Extract to read »
[Start of section]
Sometimes the coarctation is minor and might not even cause symptoms. Other times, surgery or other procedures are needed.

Why Do Kids Get It?

Coarctation of the aorta is a congenital defect, meaning that a baby is born with it. Doctors aren't sure why some people develop COAs, but boys are almost twice as likely to have it than girls.

In many people, the defect shows up with other birth defects or conditions, such as a ventricular septal defect (a hole in the wall between the heart's left and right ventricles). It's also fairly common in girls born with Turner syndrome, a genetic disorder in which one of a girl's two X chromosomes is incomplete or missing.

Usually, COA is found early. But some people aren't diagnosed until they're teens or even adults. In those cases, it's usually because the narrowing in the aorta is not severe enough to cause serious symptoms until then. But even people who don't have major symptoms need treatment because COA can eventually cause problems. The defect doesn't go away on its own.

Signs and Symptoms

Abnormal blood pressure is often the first sign of COA. During a physical exam, a doctor may find that a child with a coarctation has higher blood pressure in the arms than in the legs. The doctor also might hear a heart murmur or notice that the pulse in the groin is weak or hard to feel. Any person diagnosed with high blood pressure should be checked for coarctation of the aorta.

Often, kids don't have any symptoms and the COA is discovered during a regular visit to the doctor. Kids who do have symptoms might have:

  • cold legs and feet
  • shortness of breath, especially when exercising
  • chest pain

How Is Coarctation of the Aorta Diagnosed?
[End of section]
Provided information »
[Start of section]
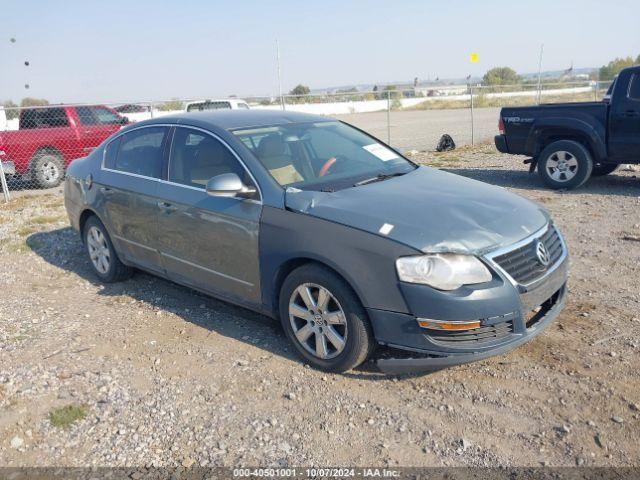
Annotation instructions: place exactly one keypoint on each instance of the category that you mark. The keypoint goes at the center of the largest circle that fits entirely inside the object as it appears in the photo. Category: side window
(53, 117)
(140, 152)
(106, 117)
(85, 116)
(197, 156)
(634, 87)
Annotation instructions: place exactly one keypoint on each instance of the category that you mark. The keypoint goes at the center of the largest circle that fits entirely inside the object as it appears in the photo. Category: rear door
(210, 243)
(624, 119)
(128, 188)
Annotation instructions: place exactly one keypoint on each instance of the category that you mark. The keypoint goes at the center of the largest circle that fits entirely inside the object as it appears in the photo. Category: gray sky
(152, 50)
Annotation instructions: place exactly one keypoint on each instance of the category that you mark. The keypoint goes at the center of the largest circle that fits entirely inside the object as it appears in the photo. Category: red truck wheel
(47, 169)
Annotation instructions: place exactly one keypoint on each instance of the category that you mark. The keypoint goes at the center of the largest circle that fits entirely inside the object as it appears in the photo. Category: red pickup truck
(50, 137)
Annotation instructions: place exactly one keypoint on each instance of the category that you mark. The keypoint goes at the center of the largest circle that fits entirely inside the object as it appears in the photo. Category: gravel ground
(149, 373)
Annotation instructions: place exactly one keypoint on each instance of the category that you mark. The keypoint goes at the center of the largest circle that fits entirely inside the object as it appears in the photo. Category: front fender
(568, 128)
(365, 261)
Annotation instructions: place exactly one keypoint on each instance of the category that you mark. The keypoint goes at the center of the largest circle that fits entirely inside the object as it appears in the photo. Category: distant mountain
(367, 87)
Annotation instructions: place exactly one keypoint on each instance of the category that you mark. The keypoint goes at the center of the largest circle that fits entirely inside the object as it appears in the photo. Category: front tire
(324, 319)
(102, 256)
(47, 169)
(565, 164)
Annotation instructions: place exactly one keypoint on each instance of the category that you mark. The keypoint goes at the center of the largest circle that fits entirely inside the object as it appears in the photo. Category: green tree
(610, 70)
(11, 110)
(33, 102)
(501, 76)
(300, 90)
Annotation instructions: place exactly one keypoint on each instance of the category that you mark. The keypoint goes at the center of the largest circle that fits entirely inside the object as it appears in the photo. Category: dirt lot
(149, 373)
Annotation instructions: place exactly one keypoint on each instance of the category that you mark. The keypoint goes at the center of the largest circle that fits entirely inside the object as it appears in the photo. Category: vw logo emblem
(542, 253)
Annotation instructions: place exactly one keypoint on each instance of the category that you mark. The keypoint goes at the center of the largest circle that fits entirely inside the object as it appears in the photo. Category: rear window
(43, 118)
(138, 152)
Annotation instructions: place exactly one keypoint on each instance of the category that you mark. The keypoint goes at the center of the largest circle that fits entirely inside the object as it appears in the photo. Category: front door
(96, 124)
(624, 120)
(128, 185)
(210, 243)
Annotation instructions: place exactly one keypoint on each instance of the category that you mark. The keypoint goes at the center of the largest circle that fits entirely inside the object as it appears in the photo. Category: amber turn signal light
(452, 325)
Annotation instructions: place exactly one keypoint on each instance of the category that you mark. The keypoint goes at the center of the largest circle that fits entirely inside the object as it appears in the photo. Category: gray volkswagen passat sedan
(314, 222)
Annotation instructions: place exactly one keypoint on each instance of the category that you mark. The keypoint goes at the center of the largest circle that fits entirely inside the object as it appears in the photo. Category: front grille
(486, 333)
(522, 264)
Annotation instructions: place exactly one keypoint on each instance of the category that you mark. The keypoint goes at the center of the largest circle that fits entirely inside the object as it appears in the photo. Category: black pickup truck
(569, 142)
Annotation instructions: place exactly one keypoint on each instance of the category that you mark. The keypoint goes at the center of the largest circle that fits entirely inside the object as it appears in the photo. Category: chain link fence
(38, 143)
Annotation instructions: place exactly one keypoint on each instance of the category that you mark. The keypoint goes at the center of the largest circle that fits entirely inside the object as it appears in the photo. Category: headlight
(444, 271)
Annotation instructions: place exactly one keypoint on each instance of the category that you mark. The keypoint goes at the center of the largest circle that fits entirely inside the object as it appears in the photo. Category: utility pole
(279, 76)
(540, 72)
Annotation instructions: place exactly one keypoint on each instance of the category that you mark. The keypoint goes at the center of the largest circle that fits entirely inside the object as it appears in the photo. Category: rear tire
(602, 169)
(47, 169)
(565, 164)
(330, 330)
(102, 256)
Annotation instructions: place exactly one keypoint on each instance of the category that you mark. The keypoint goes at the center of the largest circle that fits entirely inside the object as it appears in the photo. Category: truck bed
(520, 122)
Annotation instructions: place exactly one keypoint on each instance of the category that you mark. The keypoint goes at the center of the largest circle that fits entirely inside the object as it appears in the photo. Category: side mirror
(229, 185)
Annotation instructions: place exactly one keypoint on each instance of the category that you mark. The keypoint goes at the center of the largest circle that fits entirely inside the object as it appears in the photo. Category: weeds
(66, 416)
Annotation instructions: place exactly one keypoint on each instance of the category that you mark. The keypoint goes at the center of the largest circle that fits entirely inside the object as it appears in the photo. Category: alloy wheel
(318, 321)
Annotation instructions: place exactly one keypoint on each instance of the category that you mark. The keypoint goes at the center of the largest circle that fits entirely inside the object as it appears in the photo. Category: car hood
(428, 209)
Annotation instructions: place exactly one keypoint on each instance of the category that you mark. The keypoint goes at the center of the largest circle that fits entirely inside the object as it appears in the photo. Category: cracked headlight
(444, 271)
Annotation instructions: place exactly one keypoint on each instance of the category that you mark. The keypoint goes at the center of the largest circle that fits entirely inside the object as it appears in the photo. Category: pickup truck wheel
(324, 319)
(48, 169)
(565, 164)
(601, 169)
(103, 257)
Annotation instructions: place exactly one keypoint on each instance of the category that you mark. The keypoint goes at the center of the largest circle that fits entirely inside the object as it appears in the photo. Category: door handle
(167, 207)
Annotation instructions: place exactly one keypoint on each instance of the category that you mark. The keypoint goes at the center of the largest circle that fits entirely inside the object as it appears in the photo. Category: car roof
[End of section]
Required work » Write the next part of the passage on coarctation of the aorta, picking up right after its final line. The rows have no connection to the passage on coarctation of the aorta.

Output below »
Doctors may refer a child with the signs or symptoms of COA to a pediatric cardiologist (a doctor who specializes in diagnosing and treating heart problems in kids and teens). The cardiologist will listen to the heart, feel the pulses, and check blood pressure.

The cardiologist might order an echocardiogram — a test that uses sound waves to create a picture of the heart and its circulation — and other tests that produce images of the heart, like a chest X-ray, a magnetic resonance imaging (MRI) test, or a computerized tomography (CT) scan.

COA must be treated quickly because it can cause high blood pressure and enlarge the heart. It also can cause dissection or rupture of the aorta, which can be fatal. Severe coarctations usually are found shortly after birth and repaired by surgery immediately.

How Is COA Treated?

Coarctation of the aorta can be repaired with surgery or other procedures. One of the most common ways to fix a coarctation is to remove the narrow section and reconnect the two ends of the aorta.

In some cases, doctors may do a balloon dilation (also called balloon angioplasty). In this procedure, a tiny balloon is inserted into a blood vessel in the leg and a very thin wire is threaded up to the aorta, across the narrow area. When the balloon is inflated, the narrow area is widened. Then the balloon is removed. The cardiologist also may implant a stent to keep the area open after the procedure.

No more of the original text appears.